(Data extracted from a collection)
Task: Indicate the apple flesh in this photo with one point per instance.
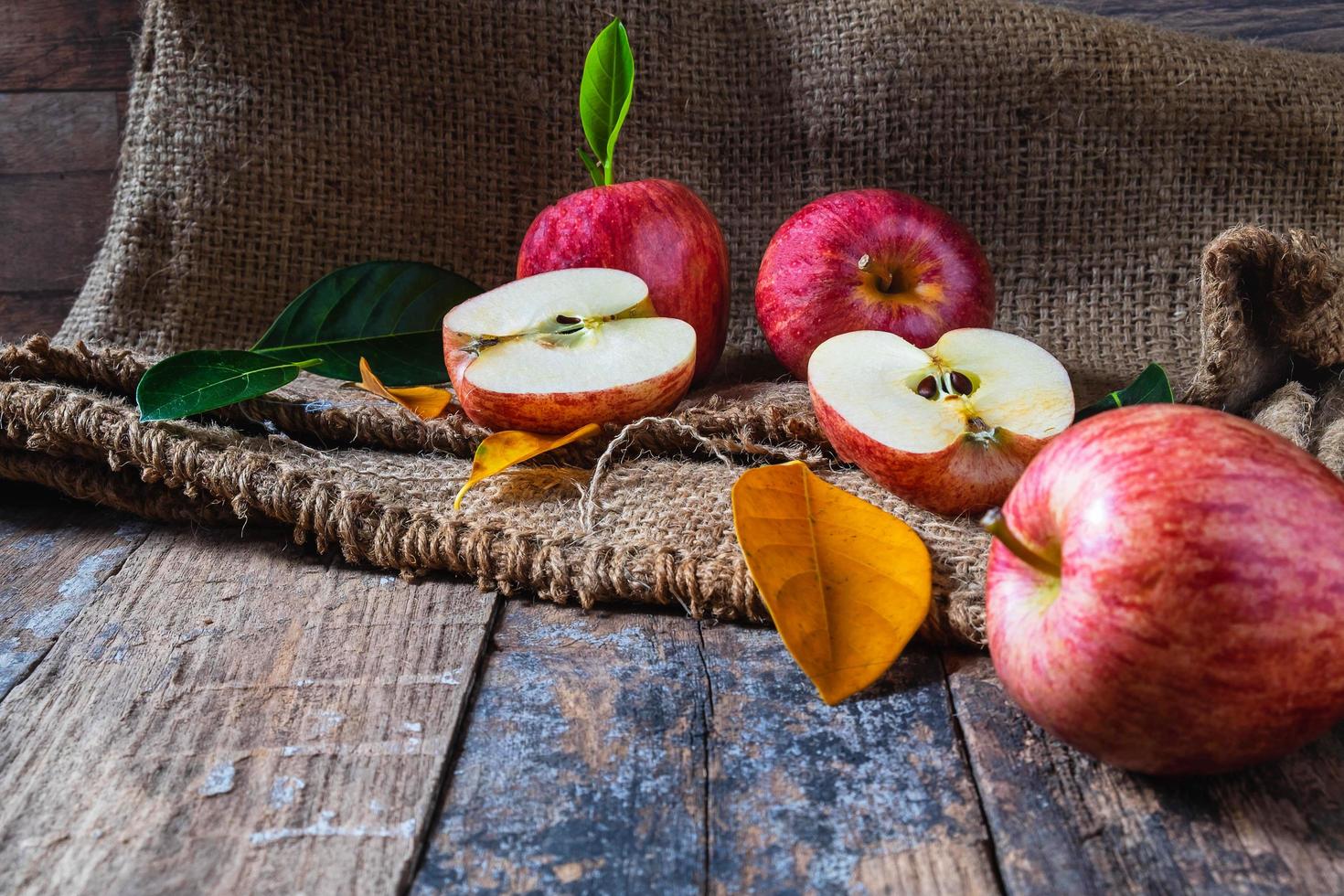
(869, 260)
(1174, 597)
(949, 427)
(656, 229)
(551, 352)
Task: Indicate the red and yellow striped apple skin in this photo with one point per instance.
(1198, 624)
(563, 411)
(964, 477)
(809, 286)
(657, 229)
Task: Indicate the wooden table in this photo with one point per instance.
(187, 709)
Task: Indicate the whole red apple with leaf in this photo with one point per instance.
(656, 229)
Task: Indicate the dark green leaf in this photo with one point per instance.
(605, 94)
(197, 382)
(1152, 387)
(389, 312)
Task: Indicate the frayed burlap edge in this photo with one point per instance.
(93, 446)
(1273, 336)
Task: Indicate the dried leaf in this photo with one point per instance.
(503, 450)
(425, 402)
(847, 583)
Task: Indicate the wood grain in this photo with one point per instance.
(54, 557)
(53, 226)
(1300, 25)
(872, 795)
(615, 752)
(1063, 822)
(58, 132)
(37, 312)
(229, 719)
(66, 45)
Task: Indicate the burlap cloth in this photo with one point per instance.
(269, 143)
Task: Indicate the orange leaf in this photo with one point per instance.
(425, 402)
(847, 583)
(503, 450)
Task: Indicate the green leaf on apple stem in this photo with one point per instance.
(605, 97)
(203, 380)
(1151, 387)
(594, 172)
(388, 312)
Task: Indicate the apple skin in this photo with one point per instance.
(964, 477)
(1198, 623)
(811, 286)
(563, 411)
(657, 229)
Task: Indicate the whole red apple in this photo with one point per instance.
(1167, 592)
(869, 260)
(655, 229)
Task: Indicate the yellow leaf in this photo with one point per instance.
(847, 583)
(503, 450)
(425, 402)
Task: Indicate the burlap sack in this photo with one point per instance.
(269, 143)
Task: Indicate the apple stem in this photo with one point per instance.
(995, 524)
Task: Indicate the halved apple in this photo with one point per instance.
(949, 427)
(551, 352)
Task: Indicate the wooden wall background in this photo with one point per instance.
(63, 78)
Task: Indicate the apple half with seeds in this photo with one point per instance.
(551, 352)
(949, 427)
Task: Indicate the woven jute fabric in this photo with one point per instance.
(269, 143)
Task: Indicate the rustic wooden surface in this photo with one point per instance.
(187, 710)
(215, 715)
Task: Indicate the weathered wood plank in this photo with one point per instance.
(632, 752)
(582, 766)
(27, 314)
(229, 719)
(66, 45)
(54, 555)
(58, 132)
(1301, 25)
(1063, 822)
(53, 226)
(869, 795)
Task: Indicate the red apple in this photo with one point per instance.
(655, 229)
(869, 260)
(551, 352)
(1167, 592)
(949, 427)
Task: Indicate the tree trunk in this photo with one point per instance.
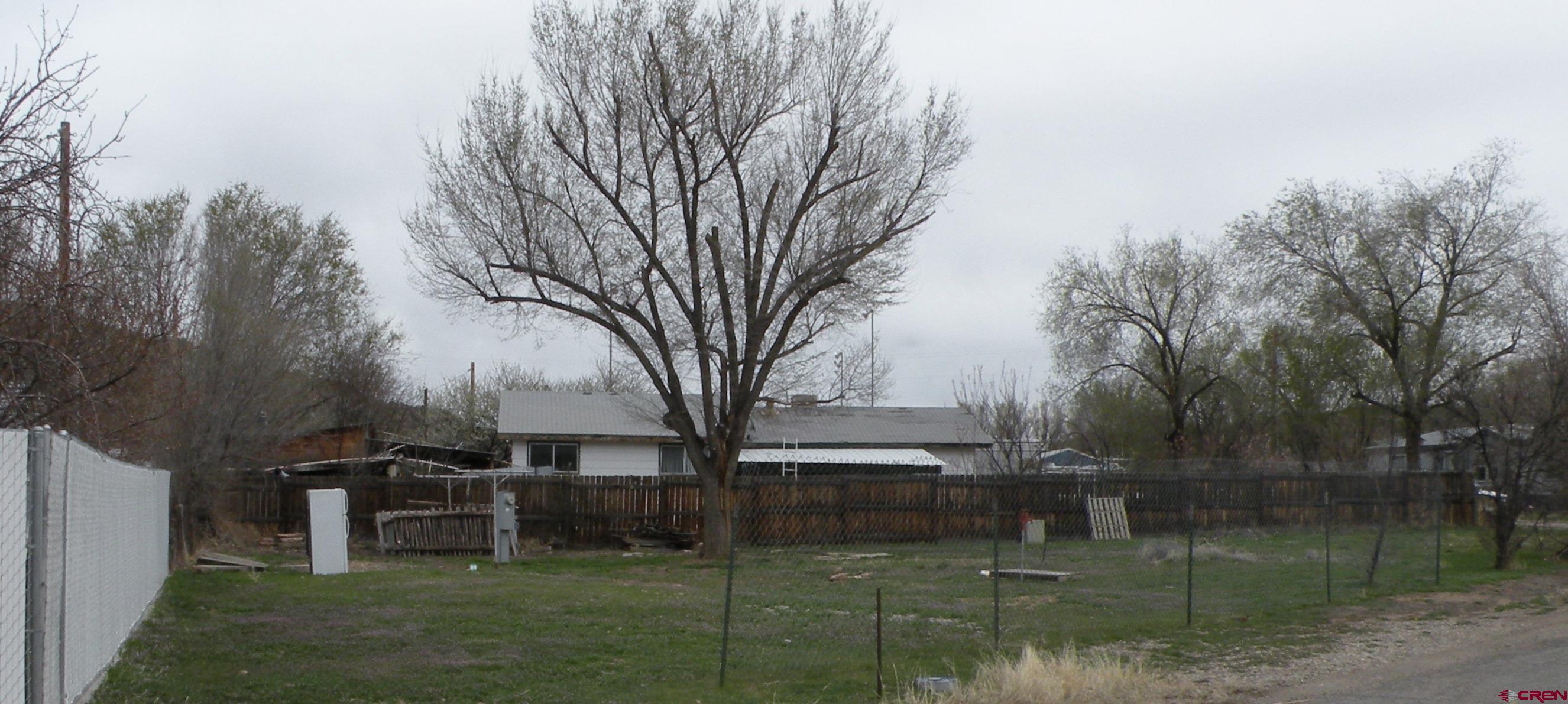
(1413, 446)
(718, 501)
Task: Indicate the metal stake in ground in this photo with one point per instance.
(879, 642)
(1437, 559)
(1191, 535)
(1329, 548)
(996, 578)
(730, 584)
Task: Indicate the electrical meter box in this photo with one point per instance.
(506, 525)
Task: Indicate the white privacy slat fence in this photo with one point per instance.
(13, 565)
(99, 537)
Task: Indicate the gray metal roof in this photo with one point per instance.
(900, 457)
(847, 426)
(598, 414)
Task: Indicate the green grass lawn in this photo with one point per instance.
(607, 628)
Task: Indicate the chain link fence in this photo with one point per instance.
(855, 587)
(83, 553)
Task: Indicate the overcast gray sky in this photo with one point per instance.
(1086, 116)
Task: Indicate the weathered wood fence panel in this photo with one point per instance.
(436, 532)
(789, 510)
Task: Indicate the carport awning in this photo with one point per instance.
(898, 457)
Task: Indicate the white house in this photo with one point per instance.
(610, 435)
(1448, 450)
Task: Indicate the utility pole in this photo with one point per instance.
(874, 358)
(65, 207)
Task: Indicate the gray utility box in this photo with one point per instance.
(506, 525)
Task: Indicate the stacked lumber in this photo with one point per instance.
(659, 537)
(435, 532)
(1107, 520)
(217, 562)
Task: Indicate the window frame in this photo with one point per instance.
(686, 462)
(556, 447)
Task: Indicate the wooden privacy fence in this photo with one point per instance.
(783, 510)
(436, 530)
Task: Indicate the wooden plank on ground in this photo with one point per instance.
(1029, 575)
(208, 557)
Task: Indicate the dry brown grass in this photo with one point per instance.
(1064, 676)
(1162, 551)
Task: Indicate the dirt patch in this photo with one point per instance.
(1394, 630)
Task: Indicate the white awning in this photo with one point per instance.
(845, 455)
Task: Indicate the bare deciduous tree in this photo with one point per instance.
(715, 187)
(1151, 311)
(74, 322)
(1520, 419)
(1023, 424)
(1427, 272)
(280, 303)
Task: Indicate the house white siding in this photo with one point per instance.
(955, 460)
(609, 458)
(605, 458)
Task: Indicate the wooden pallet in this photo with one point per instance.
(1107, 520)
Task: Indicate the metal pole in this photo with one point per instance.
(879, 642)
(1437, 560)
(730, 582)
(996, 579)
(1329, 548)
(1191, 537)
(1021, 549)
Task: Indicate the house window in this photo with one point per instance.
(561, 457)
(673, 460)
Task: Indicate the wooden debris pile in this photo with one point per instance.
(283, 541)
(659, 537)
(436, 532)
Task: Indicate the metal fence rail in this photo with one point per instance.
(83, 553)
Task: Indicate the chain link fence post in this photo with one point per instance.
(730, 585)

## [Given instruction]
Can you switch "Indicate" to "Mark" throughout the rows above, keeping everything else unchanged and leaving the pictures out of your answer?

## [Full output]
Task: Mark the apple flesh in this photo with one point per instance.
(869, 260)
(1174, 597)
(949, 427)
(656, 229)
(551, 352)
Task: Mark the red and yellow striped apple skin in this photo with one point per instance.
(1198, 624)
(563, 411)
(964, 477)
(809, 286)
(657, 229)
Task: Mark the wooden table in this photo with one point per instance.
(187, 709)
Task: Mark the whole red apple with leaf in this photo with one point per instance.
(656, 229)
Task: Mark the dark green leaf in this photo with one point per instance.
(605, 94)
(197, 382)
(1152, 387)
(389, 312)
Task: Mark the frayed burlap edge in this photo with one point per instance.
(93, 446)
(1273, 336)
Task: Mark the dried leaf in this photo with one point per instance.
(503, 450)
(425, 402)
(847, 583)
Task: Mark the wood grain in this photo with one point per instance.
(54, 557)
(53, 226)
(1300, 25)
(872, 795)
(615, 752)
(1063, 822)
(58, 132)
(37, 312)
(229, 719)
(66, 45)
Task: Mark the burlap cloth in this photo with one point per instance.
(269, 143)
Task: Mark the orange leaf in this photo with one point per instance.
(425, 402)
(847, 583)
(503, 450)
Task: Mark the green leaf on apple stem in this photo with one point per instance.
(605, 97)
(203, 380)
(1151, 387)
(594, 172)
(388, 312)
Task: Mark the apple skin in this photo with one point per instance.
(964, 477)
(1198, 623)
(811, 286)
(563, 411)
(657, 229)
Task: Mark the whole red apple in this photo with one point per instance.
(1167, 592)
(869, 260)
(655, 229)
Task: Mark the yellow leaf in this photo with one point per instance.
(847, 583)
(503, 450)
(425, 402)
Task: Mark the burlap sack in this photo with one point per instance.
(269, 143)
Task: Mark the apple stem in this photo with one point per instance.
(995, 524)
Task: Mark the halved apple in this photo with one point per instance.
(949, 427)
(551, 352)
Task: Mark the wooden wall background in this photo with one point per instance.
(63, 78)
Task: Mark the apple half with seeds in this photo with one point per instance.
(551, 352)
(949, 427)
Task: Mark the woven jute fabric in this photo with one point per instance.
(269, 143)
Task: Mark the rustic wooden surface in this photo with one point per instance.
(187, 710)
(215, 715)
Task: Mark the weathered wood plank in this photo with one point per instance.
(632, 752)
(582, 766)
(27, 314)
(229, 719)
(66, 45)
(54, 555)
(58, 132)
(1301, 25)
(1063, 822)
(53, 226)
(869, 795)
Task: Mark the red apple in this photo with one point per instance.
(655, 229)
(869, 260)
(551, 352)
(1167, 592)
(949, 427)
Task: Mark the tree trunk in this photo with one point per instance.
(1413, 446)
(718, 501)
Task: Mark the metal stake in ground in this photo with one point per instance.
(879, 642)
(1437, 559)
(1191, 535)
(1329, 548)
(996, 578)
(730, 584)
Task: Mark the electrical meter box in this photo with one point per instance.
(506, 525)
Task: Mark the white privacy slat fence in this photo with one point per instance.
(13, 565)
(99, 537)
Task: Mark the gray metal roof in this photo with one point per instance.
(900, 457)
(847, 426)
(598, 414)
Task: Mark the green grass lawn in this photo with one point per instance.
(607, 628)
Task: Mark the chain link fence in this photo with one point per instance.
(855, 587)
(83, 553)
Task: Mark the overcast gray sky in this photo with one point per instance.
(1086, 116)
Task: Mark the weathered wood fence panel in this photo with one point per instance.
(436, 532)
(789, 510)
Task: Mark the carport awning in this photo with one point per instance.
(898, 457)
Task: Mark the white house in this photo with one point per instance.
(610, 435)
(1448, 450)
Task: Mark the utility pole in this photo with one point per instance.
(874, 358)
(65, 207)
Task: Mark the gray utility box in this photo with one point per instance.
(506, 525)
Task: Mark the stacked lumber in this photo with one point per instance.
(659, 537)
(435, 532)
(1107, 520)
(217, 562)
Task: Mark the window frame in this photo with one point per instance.
(686, 462)
(556, 447)
Task: Mark the wooden privacy fence in this photo with one point per instance.
(783, 510)
(436, 530)
Task: Mark the wooden plank on ground in this photo with one point per instance.
(1029, 575)
(208, 557)
Task: Mark the dry brown grass in this photo with one point per instance.
(1064, 676)
(1162, 551)
Task: Mark the dirt patch in this photo with one point per instance.
(1394, 630)
Task: Mark the white awning in this photo with one point per instance.
(845, 455)
Task: Mark the bare deciduous tree in this photo with one point per instance.
(715, 187)
(1151, 311)
(74, 322)
(1520, 419)
(1023, 424)
(1427, 272)
(280, 303)
Task: Mark the house white siding in this photo with one point per instance.
(955, 460)
(609, 458)
(605, 458)
Task: Mark the wooden pallet in this photo with one point per instance.
(1107, 520)
Task: Mark the metal pole in this photo with one point per instance.
(879, 642)
(1437, 560)
(730, 582)
(996, 579)
(1329, 548)
(1191, 537)
(1021, 549)
Task: Mark the house window in this photo with one point per instance.
(561, 457)
(673, 460)
Task: Mark the wooden debris pile in this photo with one point per instance.
(283, 541)
(659, 537)
(436, 532)
Task: Mark the metal fence rail in this photo with one point per instance.
(83, 553)
Task: Mark the chain link fence post in this photo with one point per instance.
(730, 585)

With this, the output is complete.